--- Start of Provided material ---

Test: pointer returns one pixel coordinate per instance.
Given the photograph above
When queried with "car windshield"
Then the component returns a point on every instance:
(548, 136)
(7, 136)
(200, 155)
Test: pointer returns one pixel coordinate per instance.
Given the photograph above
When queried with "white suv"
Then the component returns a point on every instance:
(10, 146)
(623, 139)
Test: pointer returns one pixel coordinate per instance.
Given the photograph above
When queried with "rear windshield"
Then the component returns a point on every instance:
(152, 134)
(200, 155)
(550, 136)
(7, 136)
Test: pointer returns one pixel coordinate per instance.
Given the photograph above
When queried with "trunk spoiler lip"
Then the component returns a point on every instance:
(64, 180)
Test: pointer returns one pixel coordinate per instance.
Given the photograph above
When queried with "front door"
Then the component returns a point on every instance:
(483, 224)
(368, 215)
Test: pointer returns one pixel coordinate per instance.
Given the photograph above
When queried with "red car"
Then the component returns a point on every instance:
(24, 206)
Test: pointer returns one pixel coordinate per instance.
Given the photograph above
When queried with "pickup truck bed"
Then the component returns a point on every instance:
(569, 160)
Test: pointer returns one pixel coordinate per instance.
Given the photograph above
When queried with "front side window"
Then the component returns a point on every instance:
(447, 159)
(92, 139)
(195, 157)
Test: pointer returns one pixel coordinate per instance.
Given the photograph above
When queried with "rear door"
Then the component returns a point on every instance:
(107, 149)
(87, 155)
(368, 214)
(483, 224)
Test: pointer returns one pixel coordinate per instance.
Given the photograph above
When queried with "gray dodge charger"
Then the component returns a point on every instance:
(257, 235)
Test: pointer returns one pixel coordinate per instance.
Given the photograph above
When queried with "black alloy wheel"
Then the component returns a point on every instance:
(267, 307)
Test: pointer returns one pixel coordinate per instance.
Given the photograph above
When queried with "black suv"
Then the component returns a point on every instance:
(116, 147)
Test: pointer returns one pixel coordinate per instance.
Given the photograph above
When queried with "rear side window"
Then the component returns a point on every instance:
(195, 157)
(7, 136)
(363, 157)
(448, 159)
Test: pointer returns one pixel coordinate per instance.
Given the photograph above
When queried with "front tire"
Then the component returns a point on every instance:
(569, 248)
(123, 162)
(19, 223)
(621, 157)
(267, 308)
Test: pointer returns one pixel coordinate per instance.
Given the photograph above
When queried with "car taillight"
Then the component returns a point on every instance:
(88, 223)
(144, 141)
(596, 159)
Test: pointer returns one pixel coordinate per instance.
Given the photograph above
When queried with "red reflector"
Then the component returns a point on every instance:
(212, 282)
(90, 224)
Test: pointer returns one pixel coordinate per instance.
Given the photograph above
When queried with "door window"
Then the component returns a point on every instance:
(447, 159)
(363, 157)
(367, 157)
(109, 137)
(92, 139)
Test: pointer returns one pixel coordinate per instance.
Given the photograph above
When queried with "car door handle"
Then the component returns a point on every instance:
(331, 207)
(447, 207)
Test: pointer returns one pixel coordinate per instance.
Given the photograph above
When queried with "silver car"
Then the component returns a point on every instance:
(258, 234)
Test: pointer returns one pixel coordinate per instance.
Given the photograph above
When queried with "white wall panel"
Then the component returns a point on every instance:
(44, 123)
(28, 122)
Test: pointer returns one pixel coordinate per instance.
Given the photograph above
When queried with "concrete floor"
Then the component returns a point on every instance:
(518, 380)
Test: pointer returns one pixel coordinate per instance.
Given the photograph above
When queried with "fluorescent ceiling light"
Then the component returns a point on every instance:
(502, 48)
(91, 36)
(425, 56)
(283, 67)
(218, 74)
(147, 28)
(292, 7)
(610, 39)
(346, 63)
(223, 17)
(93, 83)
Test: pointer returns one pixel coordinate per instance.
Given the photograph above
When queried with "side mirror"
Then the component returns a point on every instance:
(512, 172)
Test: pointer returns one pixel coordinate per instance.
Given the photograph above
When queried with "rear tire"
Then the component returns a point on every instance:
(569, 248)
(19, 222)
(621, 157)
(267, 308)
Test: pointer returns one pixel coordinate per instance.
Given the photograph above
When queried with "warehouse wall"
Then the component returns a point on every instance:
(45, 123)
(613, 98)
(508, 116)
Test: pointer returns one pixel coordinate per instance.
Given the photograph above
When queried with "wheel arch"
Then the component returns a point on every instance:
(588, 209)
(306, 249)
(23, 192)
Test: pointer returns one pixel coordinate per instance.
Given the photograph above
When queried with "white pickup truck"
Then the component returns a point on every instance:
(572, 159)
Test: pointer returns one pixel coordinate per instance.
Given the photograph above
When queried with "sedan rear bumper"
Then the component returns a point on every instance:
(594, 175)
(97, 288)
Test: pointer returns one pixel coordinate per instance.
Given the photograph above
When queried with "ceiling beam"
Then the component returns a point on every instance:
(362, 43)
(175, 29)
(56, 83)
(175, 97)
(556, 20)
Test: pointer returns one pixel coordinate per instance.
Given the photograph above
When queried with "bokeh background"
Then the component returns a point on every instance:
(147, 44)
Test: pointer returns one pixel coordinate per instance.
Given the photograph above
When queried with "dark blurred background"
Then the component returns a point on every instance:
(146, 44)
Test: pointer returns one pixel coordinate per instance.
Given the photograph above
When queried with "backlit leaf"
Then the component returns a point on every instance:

--- End of Provided material ---

§ **Goal**: Faithfully transcribe the whole of the data.

§ **Solution to this exercise**:
Test: pointer returns one pixel coordinate per instance.
Given the photograph above
When queried with "car windshield"
Then the component returns a point on every instance:
(548, 136)
(7, 136)
(200, 155)
Test: pointer returns one pixel coordinate per instance.
Given the photograph above
When queried with "white suv"
Then the component returns a point on every instance:
(10, 146)
(623, 139)
Test: pointer returns one pixel coordinate per instance.
Given the photograph above
When queried with "rear windshield"
Then the component returns a point on every instance:
(152, 134)
(200, 155)
(550, 136)
(7, 136)
Test: pointer returns one pixel coordinate per instance.
Given the photograph above
When queried with "trunk spoiler lip"
Then the component returns a point on every instance:
(64, 180)
Test: pointer returns one pixel coordinate per instance.
Given the photograph above
When queried with "front door"
Then the component returns a point on every instance:
(483, 224)
(368, 215)
Test: pointer returns one pixel coordinate per instance.
Given the photograph above
When queried with "red car"
Then the component returns a point on every instance:
(24, 206)
Test: pointer returns one pixel coordinate per instance.
Given the photograph above
When queried with "pickup truck bed"
Then the component returns a point on every instance:
(569, 160)
Test: pointer returns one pixel coordinate per instance.
Given the photograph above
When queried with "front side window"
Then the component returns a point on every instance:
(447, 159)
(92, 139)
(195, 157)
Test: pointer returns one pixel coordinate per instance.
Given the photograph above
When queried with "rear door"
Then the component returns a point on every instance:
(107, 149)
(87, 155)
(368, 214)
(483, 224)
Test: pointer returns one pixel coordinate per instance.
Given the photograph above
When queried with "gray dodge charger"
Then the component returns a point on every instance:
(257, 235)
Test: pointer returns one pixel coordinate per instance.
Given the photograph above
When queried with "black alloy wheel"
Then the component returns a point on every instance:
(267, 307)
Test: pointer returns one pixel coordinate per instance.
Given the photograph above
When queried with "black suv"
Then the component returns a point on every instance:
(116, 147)
Test: pointer returns one pixel coordinate per instance.
Given the photograph above
When queried with "rear side window"
Then the component returns a point on every instance:
(195, 157)
(7, 136)
(363, 157)
(448, 159)
Test: pointer returns one pixel coordinate per instance.
Given the photograph above
When queried with "front tire"
Then the component returns a point on every instance:
(569, 248)
(123, 162)
(19, 223)
(621, 157)
(267, 308)
Test: pointer returns one pixel coordinate per instance.
Given the photograph above
When queried with "car taillight"
Then the component returns a point on every instance:
(88, 223)
(144, 141)
(596, 159)
Test: pointer returns one pixel coordinate per instance.
Given the photograph above
When queried with "red reflector"
Then the component returns a point on every instance:
(212, 282)
(90, 224)
Test: pointer returns one pixel coordinate per instance.
Given the photograph above
When queried with "door window"
Then the component returns a point on every instance:
(447, 159)
(363, 157)
(367, 157)
(109, 137)
(92, 139)
Test: pointer returns one pixel coordinate per instance.
Given the photograph above
When queried with "car door handle"
Then the component returns a point on every instance:
(331, 207)
(447, 207)
Test: pointer returns one pixel coordinate per instance.
Given the photograph above
When queried with "silver car"
Then the component returns a point on every instance:
(258, 234)
Test: pointer returns one pixel coordinate per instance.
Given the photograph above
When queried with "white wall panel"
Then the component returns a point on every instance:
(44, 123)
(28, 122)
Test: pointer returns one pixel coordinate per instance.
Given the photograph above
When queried with "concrete floor"
Then the component returns a point on every instance:
(518, 380)
Test: pointer returns one pixel coordinate per instance.
Given the photograph above
When queried with "fluorescent ceiling light"
Then the component returns a point on every instance:
(502, 48)
(91, 36)
(425, 56)
(283, 67)
(218, 74)
(147, 28)
(292, 7)
(610, 39)
(346, 63)
(223, 17)
(93, 83)
Test: pointer returns one pixel coordinate per instance.
Given the photograph above
When queried with "side mirror"
Then the component returns a point on every instance:
(512, 172)
Test: pointer returns one pixel coordinate per instance.
Given the photograph above
When queried with "rear tire"
Then the component returns a point on every instance:
(569, 248)
(19, 222)
(621, 157)
(267, 308)
Test: pointer returns one pixel coordinate per instance.
Given the photograph above
When queried with "warehouse wall"
Then the component returns a point on every instance:
(45, 123)
(613, 98)
(508, 116)
Test: pointer returns one pixel coordinate per instance.
Given the photograph above
When queried with "wheel arch"
Then the component returns a point on every instance:
(588, 209)
(306, 249)
(23, 192)
Test: pointer returns one pixel coordinate per instance.
Given the photograph above
When queried with "white pickup truck"
Then the component returns a point on every instance:
(572, 159)
Test: pointer returns one pixel coordinate per instance.
Given the photograph above
When queried with "sedan rear bumper"
Then the component returns a point on every instance:
(594, 175)
(97, 288)
Test: pointer returns one pixel coordinate per instance.
Given the photograph above
When queried with "ceiling beam"
Then the component returns a point on every instance:
(362, 43)
(175, 29)
(56, 83)
(175, 97)
(556, 20)
Test: pointer returns one pixel coordinate per instance.
Given the photograph above
When queried with "bokeh background"
Then the component returns a point on every instance:
(147, 44)
Test: pointer returns one pixel coordinate per instance.
Given the photograph above
When queried with "dark blurred background"
Then the component returns a point on every instance:
(146, 44)
Test: pointer returns one pixel coordinate per instance.
Given the photograph above
When queried with "backlit leaf"
Then the component returns a point on every instance:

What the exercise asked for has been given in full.